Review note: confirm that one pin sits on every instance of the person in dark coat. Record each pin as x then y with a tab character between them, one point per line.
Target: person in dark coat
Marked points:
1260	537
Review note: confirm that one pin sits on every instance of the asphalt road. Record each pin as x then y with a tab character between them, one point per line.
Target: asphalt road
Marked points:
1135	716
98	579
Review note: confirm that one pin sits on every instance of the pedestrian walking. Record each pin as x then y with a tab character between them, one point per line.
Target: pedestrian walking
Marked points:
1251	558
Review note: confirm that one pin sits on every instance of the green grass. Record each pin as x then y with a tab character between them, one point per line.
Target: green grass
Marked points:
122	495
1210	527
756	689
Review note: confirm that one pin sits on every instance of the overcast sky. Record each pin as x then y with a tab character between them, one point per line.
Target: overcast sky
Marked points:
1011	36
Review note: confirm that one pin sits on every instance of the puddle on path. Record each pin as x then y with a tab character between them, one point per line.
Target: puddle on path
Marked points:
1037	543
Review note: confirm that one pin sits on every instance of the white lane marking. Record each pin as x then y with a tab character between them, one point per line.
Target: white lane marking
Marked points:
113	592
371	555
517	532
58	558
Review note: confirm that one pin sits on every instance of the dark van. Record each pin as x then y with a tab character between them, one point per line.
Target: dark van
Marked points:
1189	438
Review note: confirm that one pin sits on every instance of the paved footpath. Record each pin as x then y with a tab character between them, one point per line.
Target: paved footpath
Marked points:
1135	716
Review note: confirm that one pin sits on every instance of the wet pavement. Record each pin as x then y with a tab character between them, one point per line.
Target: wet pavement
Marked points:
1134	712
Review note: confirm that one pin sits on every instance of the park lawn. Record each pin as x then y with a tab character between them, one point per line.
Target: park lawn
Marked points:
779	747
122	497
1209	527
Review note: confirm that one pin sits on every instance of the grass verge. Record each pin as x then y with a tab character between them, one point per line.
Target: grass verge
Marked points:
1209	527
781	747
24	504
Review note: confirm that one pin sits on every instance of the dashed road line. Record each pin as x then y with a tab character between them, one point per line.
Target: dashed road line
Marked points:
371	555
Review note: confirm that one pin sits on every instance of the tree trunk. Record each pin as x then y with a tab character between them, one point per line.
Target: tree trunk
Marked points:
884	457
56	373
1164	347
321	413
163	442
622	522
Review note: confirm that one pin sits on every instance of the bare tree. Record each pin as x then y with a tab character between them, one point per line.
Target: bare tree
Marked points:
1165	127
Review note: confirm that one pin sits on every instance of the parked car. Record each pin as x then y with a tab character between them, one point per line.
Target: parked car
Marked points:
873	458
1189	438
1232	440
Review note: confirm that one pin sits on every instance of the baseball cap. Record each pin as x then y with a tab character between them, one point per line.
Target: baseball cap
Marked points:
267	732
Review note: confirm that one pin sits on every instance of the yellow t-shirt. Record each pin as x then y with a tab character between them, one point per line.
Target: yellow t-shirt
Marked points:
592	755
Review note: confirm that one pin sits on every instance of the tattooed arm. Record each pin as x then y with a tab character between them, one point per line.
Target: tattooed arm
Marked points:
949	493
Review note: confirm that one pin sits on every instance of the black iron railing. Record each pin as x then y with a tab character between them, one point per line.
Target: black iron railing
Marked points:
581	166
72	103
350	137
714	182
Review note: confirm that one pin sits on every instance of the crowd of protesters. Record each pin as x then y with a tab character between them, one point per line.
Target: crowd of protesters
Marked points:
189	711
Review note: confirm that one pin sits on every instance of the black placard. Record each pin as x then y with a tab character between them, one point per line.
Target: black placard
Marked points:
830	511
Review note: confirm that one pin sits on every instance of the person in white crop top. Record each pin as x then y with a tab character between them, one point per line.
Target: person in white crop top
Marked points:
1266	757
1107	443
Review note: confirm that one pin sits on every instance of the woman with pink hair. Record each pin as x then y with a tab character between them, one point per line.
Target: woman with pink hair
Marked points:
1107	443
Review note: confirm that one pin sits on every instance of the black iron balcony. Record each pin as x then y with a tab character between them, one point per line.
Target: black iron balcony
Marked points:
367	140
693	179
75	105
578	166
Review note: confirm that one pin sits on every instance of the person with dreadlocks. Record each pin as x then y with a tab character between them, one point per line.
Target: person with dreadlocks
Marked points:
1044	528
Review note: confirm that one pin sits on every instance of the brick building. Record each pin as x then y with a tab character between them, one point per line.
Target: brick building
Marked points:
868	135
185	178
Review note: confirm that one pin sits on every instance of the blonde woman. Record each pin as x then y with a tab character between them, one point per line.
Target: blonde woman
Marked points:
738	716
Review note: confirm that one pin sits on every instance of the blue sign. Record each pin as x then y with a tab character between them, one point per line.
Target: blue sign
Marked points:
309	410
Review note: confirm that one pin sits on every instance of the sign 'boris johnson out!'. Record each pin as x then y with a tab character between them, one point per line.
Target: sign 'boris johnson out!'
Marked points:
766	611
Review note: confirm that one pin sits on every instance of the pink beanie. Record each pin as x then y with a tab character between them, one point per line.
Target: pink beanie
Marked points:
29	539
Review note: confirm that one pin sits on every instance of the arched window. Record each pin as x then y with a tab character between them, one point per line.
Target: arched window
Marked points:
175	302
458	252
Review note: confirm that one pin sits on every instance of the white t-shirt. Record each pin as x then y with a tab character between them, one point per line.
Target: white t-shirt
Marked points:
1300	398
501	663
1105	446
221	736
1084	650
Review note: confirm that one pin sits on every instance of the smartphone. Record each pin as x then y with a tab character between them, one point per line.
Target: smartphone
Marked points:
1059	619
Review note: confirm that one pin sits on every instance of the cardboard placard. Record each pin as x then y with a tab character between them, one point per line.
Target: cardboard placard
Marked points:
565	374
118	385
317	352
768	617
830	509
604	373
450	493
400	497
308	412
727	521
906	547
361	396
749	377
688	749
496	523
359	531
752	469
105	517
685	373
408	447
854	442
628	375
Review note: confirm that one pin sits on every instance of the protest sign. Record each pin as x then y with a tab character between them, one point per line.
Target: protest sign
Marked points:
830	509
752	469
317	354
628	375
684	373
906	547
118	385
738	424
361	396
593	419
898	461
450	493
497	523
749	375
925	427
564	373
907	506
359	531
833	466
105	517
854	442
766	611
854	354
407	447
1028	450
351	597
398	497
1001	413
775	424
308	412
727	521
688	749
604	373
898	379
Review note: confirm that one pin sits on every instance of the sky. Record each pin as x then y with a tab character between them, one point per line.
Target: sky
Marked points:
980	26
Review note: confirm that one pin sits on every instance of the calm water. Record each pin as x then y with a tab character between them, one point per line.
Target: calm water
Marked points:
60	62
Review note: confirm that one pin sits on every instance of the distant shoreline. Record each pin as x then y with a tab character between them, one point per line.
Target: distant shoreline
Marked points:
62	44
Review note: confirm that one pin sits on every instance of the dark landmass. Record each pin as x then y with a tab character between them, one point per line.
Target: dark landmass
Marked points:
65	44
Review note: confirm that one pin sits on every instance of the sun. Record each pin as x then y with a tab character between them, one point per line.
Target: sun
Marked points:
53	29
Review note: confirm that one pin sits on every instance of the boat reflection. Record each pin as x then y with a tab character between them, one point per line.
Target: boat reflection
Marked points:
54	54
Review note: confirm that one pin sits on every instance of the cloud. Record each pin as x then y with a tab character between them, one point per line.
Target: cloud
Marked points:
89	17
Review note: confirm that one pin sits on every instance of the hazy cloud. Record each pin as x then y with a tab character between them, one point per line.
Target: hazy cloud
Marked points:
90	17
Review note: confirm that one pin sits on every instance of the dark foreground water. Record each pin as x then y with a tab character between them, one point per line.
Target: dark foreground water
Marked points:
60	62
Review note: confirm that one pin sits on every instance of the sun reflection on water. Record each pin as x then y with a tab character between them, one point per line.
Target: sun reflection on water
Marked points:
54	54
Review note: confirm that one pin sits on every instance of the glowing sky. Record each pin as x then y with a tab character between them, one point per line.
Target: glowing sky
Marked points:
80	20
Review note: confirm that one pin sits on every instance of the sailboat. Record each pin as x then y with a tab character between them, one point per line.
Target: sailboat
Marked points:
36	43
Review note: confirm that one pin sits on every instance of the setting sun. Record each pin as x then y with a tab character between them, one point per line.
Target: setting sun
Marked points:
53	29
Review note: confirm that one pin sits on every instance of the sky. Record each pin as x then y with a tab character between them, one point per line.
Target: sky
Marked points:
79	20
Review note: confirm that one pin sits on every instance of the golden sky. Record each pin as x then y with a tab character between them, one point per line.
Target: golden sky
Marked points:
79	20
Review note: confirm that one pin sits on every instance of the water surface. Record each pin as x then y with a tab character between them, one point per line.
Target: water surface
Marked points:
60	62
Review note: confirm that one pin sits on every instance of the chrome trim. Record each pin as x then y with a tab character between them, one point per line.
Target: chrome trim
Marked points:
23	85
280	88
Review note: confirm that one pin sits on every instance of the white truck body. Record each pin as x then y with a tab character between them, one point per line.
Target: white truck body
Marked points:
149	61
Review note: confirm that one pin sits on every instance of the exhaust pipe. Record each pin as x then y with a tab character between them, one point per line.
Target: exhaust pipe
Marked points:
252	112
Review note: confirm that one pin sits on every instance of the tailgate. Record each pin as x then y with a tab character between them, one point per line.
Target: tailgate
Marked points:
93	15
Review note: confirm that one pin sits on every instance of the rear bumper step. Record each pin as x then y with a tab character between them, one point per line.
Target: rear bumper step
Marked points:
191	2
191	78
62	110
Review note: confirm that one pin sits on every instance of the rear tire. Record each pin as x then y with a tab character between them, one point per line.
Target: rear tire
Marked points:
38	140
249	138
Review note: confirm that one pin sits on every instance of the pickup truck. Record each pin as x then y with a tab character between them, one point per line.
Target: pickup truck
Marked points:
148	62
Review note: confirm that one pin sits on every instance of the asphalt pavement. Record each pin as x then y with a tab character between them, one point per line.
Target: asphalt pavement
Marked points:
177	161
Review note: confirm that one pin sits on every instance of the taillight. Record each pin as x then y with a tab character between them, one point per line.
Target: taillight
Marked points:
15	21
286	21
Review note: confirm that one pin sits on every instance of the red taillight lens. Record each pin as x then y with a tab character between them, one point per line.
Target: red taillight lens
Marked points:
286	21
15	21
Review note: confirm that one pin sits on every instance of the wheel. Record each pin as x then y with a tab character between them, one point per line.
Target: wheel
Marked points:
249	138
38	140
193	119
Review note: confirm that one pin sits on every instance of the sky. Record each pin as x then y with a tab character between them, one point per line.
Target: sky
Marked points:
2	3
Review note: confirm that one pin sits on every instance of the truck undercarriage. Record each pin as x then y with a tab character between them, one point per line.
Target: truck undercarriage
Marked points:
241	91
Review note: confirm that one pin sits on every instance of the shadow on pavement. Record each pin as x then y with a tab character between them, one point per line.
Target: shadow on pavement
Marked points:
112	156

* YOUR GOAL *
Lines from the one containing "the rear bumper" through the final line are to be given again verbatim, with nothing before or after.

* TASK SOLUTION *
Review note: confirm that one pin sits on every instance of the rear bumper step. Record each pin as x then y with a tab character between them, one point per line.
Target: rear bumper step
Marked points:
191	2
191	78
62	110
Review note: confirm that one pin sits on every instance of the rear tire. Record each pin as x then y with a tab character between them, one point per line.
Target: rear tire
Marked points:
38	140
249	138
Review note: confirm that one pin sits on every instance of the pickup truck. Record each pin as x then y with a tab character between them, one point per line.
Target: pickup truck
Marked points:
148	62
Review note: confirm that one pin sits on every instance of the asphalt pavement. Record each pin as x then y with a tab character between them, one point per line.
Target: asphalt pavement
Marked points:
177	161
Review note: confirm that one pin sits on every instance of the taillight. Record each pin as x then y with a tab character between them, one point per line.
Target: taillight
Marked points:
15	21
286	21
Review note: confirm that one pin sits on every instance of the red taillight lens. Record each pin as x then y with a tab character between them, one point per line.
Target: red taillight lens
Marked points:
286	21
15	21
Review note: confirm that one pin sits on every instance of the wheel. Record each pin as x then y with a tab character between them, one point per line.
Target: wheel
Marked points:
249	138
38	140
193	119
Review note: confirm that one pin sits on every instance of the sky. Record each pin as x then y with a tab character between them, one point per line.
Target: sky
Marked points:
2	3
Review note: confirm that one pin sits on every instance of the truck undercarriage. Record each pin as x then y with a tab character between them, one point per line.
Target: truck undercarriage
Marked points:
241	91
Review note: confirm that one pin sits on every instance of the shadow on pavement. Record each pin as x then y with a tab character between them, one point per line.
Target: shadow on pavement
Marked points:
112	156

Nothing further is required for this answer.